>>

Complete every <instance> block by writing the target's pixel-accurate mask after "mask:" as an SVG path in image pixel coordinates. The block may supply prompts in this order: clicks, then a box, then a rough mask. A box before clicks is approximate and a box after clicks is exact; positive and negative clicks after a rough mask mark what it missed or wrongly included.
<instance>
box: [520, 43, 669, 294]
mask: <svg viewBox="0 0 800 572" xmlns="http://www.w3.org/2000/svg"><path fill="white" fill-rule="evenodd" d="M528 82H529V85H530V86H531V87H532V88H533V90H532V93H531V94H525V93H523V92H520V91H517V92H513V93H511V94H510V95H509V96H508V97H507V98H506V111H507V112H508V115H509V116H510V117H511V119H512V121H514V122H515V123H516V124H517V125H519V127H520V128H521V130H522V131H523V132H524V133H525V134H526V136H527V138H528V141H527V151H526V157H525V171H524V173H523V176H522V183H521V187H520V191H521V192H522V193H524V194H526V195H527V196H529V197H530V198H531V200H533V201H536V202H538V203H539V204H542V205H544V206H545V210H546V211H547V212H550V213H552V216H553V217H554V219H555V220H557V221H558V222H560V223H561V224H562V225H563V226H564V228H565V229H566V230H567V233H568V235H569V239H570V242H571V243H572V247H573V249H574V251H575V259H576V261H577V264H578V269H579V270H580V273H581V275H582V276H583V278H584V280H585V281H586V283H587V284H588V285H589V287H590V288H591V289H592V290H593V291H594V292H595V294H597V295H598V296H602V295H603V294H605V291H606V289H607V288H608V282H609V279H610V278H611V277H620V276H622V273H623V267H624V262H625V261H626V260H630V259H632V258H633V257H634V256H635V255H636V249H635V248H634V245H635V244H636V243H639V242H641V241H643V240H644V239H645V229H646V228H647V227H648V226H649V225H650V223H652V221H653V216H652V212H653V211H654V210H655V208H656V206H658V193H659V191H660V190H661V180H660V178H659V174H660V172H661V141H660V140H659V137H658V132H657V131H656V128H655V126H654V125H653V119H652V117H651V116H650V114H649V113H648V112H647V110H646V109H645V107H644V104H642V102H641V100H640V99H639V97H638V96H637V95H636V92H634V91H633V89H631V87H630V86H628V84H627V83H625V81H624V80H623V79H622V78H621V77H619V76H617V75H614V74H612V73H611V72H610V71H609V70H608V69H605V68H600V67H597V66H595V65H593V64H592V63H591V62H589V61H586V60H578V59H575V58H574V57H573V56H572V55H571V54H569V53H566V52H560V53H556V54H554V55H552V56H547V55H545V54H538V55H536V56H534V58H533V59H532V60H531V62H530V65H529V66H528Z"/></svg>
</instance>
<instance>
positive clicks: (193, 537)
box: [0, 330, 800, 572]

<<
>>

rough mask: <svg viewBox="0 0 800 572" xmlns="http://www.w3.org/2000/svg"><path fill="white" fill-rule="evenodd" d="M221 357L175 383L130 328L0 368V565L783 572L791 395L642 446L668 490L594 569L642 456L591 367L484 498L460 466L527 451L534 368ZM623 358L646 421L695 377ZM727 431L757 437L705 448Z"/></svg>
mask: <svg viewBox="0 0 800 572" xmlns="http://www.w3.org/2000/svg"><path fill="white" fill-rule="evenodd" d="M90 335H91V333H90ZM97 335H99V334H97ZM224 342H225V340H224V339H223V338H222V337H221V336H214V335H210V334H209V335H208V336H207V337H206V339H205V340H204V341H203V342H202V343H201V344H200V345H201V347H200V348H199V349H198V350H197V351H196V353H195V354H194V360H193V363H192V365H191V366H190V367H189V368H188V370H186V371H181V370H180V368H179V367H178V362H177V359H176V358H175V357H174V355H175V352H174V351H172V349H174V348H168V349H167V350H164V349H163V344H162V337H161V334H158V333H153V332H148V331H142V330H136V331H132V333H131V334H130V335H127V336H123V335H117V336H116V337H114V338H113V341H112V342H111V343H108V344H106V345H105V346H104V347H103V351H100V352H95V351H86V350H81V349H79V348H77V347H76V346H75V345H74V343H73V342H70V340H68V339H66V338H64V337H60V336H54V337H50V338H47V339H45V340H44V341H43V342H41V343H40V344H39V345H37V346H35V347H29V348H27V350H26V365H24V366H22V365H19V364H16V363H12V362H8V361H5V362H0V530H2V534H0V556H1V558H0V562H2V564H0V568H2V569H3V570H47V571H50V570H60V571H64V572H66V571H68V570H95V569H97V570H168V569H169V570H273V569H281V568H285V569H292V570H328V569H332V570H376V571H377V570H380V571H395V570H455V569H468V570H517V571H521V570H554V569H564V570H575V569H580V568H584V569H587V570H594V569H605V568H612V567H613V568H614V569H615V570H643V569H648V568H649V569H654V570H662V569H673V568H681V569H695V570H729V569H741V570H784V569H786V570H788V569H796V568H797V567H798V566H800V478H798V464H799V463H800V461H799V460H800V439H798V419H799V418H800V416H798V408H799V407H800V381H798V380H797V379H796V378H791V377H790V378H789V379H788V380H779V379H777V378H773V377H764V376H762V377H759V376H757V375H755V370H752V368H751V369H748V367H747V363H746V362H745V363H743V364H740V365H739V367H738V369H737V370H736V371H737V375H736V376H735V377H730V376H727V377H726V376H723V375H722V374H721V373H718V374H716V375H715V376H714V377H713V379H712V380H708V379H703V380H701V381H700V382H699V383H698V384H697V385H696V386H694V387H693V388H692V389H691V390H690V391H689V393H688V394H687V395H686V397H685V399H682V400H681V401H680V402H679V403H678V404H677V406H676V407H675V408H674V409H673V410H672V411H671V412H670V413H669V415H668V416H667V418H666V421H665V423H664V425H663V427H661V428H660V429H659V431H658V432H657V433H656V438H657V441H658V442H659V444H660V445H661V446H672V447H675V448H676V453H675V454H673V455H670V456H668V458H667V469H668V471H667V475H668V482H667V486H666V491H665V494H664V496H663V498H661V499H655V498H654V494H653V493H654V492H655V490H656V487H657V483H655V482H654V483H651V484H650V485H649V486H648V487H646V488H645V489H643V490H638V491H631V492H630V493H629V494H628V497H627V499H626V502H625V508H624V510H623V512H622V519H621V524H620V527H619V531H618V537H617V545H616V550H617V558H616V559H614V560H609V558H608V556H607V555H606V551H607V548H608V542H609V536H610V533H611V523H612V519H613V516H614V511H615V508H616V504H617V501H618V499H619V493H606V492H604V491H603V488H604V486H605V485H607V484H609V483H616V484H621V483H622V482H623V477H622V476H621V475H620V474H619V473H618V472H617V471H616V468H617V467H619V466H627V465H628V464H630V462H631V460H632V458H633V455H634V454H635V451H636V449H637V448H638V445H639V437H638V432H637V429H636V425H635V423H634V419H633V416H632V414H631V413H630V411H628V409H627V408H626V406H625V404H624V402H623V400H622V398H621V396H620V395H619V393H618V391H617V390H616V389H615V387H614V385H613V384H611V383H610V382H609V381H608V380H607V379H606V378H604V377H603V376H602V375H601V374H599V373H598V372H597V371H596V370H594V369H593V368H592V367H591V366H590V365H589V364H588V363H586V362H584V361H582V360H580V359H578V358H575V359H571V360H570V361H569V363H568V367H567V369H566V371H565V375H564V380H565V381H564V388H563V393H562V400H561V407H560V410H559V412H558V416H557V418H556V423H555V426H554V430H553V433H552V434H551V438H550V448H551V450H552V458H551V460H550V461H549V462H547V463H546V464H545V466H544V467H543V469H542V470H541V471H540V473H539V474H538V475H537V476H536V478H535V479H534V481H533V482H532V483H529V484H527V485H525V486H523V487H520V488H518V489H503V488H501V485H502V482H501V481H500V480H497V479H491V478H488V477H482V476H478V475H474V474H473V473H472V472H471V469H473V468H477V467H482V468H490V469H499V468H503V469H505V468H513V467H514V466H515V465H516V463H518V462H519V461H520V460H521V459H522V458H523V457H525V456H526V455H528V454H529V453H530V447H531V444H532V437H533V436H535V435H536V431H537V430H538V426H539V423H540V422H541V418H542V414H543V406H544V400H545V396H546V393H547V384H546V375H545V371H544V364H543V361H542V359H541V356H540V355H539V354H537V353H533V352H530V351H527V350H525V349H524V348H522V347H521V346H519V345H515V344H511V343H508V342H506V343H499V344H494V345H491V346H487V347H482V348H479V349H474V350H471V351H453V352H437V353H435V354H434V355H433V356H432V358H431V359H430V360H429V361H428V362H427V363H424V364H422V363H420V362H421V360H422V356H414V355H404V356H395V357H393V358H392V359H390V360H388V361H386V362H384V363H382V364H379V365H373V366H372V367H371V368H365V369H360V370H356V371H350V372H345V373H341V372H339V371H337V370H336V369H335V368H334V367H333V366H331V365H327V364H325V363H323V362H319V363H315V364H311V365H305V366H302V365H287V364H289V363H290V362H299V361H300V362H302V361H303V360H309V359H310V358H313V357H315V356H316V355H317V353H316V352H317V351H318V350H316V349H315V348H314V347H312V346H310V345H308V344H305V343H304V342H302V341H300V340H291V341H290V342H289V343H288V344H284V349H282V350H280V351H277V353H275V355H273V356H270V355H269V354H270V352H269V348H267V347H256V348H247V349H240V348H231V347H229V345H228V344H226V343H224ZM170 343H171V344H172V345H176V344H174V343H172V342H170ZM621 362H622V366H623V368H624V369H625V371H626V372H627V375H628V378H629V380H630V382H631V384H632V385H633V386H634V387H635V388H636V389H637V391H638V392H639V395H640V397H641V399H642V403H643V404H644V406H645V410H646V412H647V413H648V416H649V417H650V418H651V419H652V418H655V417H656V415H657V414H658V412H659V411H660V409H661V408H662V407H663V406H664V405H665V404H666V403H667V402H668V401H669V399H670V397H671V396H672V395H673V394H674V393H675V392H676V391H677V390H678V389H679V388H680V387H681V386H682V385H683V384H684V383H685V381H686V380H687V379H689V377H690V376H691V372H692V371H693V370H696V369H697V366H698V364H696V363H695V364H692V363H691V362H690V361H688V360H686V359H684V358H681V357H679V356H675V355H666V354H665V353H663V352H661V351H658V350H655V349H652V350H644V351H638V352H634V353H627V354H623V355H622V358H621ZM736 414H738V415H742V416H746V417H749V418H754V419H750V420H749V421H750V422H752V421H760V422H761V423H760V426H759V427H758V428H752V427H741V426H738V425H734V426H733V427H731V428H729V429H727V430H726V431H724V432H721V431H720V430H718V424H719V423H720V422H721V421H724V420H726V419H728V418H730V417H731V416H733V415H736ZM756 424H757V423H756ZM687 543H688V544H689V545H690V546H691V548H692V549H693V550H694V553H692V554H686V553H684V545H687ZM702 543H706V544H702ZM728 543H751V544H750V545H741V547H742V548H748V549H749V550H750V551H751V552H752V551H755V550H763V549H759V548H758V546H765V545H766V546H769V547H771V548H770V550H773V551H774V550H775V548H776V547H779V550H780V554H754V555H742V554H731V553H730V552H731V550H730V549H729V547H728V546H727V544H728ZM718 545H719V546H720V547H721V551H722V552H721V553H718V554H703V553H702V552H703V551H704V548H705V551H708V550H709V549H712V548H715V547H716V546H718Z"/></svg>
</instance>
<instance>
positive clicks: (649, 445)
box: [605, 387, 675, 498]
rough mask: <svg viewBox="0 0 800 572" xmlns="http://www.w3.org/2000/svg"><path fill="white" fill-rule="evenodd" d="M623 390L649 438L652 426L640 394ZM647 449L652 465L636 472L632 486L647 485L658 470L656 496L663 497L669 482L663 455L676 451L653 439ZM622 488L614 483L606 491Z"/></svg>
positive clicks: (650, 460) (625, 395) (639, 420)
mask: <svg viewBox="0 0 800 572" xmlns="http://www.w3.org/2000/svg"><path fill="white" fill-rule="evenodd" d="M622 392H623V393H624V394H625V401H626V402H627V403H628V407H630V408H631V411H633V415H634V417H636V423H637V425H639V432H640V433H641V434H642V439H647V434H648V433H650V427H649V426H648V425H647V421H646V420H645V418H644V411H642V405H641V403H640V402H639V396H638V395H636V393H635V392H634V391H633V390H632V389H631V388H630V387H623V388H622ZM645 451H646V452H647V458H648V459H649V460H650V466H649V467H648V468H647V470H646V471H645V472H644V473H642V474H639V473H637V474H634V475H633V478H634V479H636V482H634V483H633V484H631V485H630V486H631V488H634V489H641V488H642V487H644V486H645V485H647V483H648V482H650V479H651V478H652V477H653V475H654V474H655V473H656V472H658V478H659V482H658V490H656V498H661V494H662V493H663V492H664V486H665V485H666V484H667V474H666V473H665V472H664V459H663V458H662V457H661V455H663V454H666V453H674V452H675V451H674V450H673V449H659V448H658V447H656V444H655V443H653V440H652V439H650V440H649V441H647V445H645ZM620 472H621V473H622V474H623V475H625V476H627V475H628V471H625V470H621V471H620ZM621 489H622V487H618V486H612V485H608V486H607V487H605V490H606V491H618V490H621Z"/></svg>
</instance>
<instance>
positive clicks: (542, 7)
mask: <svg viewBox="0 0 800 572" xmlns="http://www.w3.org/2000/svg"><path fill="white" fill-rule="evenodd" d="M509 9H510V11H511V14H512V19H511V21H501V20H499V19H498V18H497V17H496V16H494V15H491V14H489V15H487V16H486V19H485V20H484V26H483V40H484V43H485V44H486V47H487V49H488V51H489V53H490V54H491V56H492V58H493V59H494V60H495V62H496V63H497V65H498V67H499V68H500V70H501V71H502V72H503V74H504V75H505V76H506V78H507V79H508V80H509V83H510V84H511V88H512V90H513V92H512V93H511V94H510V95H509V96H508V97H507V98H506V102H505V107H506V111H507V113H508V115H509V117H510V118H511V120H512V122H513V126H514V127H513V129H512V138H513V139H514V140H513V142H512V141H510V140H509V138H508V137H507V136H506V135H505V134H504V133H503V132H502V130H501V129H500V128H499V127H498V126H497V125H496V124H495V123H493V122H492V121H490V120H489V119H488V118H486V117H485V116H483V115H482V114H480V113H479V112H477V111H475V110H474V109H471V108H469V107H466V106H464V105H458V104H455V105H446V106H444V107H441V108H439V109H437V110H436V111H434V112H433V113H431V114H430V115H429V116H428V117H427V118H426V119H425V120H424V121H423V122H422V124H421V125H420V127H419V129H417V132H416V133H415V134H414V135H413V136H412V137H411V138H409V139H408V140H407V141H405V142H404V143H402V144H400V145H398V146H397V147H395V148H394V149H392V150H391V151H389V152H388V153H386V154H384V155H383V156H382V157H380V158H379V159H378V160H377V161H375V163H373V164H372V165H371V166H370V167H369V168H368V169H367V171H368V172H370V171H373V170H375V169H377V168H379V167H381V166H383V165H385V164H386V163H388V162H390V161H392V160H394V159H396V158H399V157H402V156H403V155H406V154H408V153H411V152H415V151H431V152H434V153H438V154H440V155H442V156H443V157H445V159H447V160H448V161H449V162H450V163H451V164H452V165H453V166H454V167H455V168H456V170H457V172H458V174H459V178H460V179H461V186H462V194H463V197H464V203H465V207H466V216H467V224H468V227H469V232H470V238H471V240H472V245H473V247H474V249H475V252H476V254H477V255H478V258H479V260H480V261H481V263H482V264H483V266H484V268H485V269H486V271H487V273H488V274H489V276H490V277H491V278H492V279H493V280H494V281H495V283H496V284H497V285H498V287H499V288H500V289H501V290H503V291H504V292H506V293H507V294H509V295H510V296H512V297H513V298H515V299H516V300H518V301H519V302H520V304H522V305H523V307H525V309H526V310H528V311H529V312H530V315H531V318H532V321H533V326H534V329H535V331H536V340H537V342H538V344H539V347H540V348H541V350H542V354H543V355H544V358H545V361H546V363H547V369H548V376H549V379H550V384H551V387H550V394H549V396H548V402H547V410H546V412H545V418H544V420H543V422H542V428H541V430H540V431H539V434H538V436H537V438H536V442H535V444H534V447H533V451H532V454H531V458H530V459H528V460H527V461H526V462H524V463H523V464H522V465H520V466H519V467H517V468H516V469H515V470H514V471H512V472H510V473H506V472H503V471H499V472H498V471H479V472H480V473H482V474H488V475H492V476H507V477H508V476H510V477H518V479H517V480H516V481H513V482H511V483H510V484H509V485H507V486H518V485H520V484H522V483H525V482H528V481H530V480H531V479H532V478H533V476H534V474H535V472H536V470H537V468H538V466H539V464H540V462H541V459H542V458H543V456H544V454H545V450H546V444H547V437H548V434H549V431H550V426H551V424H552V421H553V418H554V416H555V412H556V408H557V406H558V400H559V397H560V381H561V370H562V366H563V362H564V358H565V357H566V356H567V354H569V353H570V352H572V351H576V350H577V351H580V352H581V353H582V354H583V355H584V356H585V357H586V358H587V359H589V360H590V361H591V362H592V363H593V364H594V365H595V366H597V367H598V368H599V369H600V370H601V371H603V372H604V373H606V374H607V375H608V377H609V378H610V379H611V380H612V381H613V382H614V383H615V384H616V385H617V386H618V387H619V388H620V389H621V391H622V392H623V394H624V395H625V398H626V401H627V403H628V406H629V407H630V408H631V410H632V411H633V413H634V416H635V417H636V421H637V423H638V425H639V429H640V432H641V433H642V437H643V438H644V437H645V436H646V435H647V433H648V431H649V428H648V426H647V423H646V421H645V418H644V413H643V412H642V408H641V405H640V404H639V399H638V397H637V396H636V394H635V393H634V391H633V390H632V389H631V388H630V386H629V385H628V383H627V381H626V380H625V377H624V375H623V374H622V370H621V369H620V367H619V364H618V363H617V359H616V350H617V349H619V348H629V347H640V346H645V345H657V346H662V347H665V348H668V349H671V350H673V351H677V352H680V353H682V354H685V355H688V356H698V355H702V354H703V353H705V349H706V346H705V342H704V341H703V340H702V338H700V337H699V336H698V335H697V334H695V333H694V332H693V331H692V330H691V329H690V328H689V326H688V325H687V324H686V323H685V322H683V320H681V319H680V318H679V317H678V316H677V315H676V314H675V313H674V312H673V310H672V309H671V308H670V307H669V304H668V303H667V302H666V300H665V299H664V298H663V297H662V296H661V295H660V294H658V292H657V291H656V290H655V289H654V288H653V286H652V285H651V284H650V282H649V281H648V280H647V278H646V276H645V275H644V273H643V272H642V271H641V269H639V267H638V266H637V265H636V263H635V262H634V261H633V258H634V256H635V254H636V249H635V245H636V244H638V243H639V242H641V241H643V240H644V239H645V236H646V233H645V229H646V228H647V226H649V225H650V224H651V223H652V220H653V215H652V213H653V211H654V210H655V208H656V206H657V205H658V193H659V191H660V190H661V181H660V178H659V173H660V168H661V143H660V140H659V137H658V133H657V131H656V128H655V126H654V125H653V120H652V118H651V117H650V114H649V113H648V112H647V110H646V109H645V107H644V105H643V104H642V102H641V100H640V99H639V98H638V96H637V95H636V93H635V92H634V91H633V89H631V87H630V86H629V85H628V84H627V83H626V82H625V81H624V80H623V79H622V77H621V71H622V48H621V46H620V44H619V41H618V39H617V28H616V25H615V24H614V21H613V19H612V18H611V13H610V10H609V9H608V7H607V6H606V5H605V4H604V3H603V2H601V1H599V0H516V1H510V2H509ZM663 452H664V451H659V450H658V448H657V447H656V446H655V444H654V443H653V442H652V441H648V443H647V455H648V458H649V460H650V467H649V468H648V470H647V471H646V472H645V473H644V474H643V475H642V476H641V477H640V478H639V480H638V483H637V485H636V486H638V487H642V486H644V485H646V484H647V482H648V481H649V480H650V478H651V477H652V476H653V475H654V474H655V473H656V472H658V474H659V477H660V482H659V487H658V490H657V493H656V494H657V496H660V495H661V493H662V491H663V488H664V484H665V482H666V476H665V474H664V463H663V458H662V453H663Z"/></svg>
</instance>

<<
>>

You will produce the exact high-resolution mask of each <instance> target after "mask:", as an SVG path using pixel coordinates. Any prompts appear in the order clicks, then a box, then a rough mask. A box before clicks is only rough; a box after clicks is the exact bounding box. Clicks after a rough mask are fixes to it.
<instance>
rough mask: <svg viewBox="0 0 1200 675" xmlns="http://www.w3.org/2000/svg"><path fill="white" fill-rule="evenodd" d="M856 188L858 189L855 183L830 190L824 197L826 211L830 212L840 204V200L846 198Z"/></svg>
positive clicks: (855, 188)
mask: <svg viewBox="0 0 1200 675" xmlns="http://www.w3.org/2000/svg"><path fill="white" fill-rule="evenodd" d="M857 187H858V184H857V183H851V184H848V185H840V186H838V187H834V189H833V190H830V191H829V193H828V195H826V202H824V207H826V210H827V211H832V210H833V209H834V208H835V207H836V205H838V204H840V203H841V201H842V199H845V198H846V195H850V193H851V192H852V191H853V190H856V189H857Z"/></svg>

<<

* Task item *
Set down exactly the lines of the data above, beginning with the line that has "box: [605, 387, 675, 498]" and ending with the line that has "390L649 438L652 426L640", and no others.

* Response *
box: [605, 387, 675, 498]
rough mask: <svg viewBox="0 0 800 572" xmlns="http://www.w3.org/2000/svg"><path fill="white" fill-rule="evenodd" d="M623 390L649 438L652 426L640 394ZM647 449L652 465L636 472L632 486L647 485L658 470L656 496L663 497L669 482L663 455L676 451L653 439ZM622 488L614 483L606 491Z"/></svg>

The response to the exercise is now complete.